• PROVIDED MATERIAL
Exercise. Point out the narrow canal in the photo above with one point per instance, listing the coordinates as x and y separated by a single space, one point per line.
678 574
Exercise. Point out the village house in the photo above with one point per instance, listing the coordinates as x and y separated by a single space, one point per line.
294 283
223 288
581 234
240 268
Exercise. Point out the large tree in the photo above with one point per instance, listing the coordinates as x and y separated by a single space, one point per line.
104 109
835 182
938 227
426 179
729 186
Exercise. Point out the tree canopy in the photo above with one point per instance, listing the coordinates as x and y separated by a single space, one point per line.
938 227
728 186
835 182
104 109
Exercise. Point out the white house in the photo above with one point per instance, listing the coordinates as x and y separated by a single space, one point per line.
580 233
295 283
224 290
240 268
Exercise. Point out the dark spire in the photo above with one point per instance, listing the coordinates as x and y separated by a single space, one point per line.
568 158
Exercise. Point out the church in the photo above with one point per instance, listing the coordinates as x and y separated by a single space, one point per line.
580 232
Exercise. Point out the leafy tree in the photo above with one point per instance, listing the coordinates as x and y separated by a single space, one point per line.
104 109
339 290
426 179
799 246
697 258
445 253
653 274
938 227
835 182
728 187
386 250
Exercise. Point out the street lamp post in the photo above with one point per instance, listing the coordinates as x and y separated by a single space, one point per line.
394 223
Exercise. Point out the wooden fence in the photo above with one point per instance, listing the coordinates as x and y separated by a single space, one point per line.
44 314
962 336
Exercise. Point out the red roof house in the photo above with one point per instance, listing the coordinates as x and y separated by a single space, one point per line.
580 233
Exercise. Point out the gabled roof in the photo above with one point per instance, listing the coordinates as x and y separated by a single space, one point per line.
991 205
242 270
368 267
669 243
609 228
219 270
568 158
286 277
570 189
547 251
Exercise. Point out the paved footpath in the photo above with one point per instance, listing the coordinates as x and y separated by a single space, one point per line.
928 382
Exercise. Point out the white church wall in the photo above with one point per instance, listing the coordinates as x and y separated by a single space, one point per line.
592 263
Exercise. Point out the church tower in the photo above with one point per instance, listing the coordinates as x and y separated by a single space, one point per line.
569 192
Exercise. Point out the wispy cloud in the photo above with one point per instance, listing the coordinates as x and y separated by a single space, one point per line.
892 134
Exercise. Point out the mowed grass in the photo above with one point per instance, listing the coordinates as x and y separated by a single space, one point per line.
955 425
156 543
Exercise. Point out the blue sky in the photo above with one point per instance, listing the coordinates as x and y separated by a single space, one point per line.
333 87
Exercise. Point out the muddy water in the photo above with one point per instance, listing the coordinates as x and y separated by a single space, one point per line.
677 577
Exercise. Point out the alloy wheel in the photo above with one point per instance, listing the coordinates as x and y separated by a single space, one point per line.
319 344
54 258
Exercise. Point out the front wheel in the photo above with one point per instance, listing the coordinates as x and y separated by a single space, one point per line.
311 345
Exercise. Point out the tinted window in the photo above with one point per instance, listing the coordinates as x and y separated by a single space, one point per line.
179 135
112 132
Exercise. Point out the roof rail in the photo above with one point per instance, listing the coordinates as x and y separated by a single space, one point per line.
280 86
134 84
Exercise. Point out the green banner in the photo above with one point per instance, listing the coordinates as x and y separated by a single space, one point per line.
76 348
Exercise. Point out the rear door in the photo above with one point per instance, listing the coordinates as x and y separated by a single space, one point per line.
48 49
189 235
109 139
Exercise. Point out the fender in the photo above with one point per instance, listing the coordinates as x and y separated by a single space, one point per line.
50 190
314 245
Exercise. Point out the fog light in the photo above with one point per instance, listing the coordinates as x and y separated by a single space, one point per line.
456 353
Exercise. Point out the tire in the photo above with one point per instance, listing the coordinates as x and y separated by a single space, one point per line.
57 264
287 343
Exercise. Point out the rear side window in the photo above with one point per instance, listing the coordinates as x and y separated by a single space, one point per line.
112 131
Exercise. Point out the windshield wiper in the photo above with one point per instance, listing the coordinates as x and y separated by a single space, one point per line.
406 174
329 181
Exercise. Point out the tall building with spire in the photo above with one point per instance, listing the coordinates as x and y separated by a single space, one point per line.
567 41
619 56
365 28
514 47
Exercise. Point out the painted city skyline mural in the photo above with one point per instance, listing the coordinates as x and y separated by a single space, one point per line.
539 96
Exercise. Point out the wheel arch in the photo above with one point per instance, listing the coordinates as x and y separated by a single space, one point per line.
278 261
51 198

• WORK REQUIRED
Reproduce the data word for word, from the line containing "Exercise. Point out the rear side" through the last line of the data, including both of those lines.

• TASK ANSWER
Exercise. Point out the rear side window in the photo above with one point per instance, listing the coordinates as x and y separated by a single space, one point per line.
112 131
Exercise. Point out the windshield wiper in the photo above with one point per instance, listing the coordinates as x and y separated by a single space, one point per line.
406 174
329 181
Exercise. Point out the tall building with spire in the photo above with one point per instance, listing the coordinates as x and y separated by a single space, one point per line.
567 41
619 56
365 28
514 47
Exercise. Point out the painted city skyline mural in the photo above with one point per instance, listing the coordinates as x and y separated by a single space, one point per line.
539 96
Exercise. Point out the wheel arch in the photo above with one point per instance, listing the coordinates as x and y separated by a single space, one point per line.
278 261
51 198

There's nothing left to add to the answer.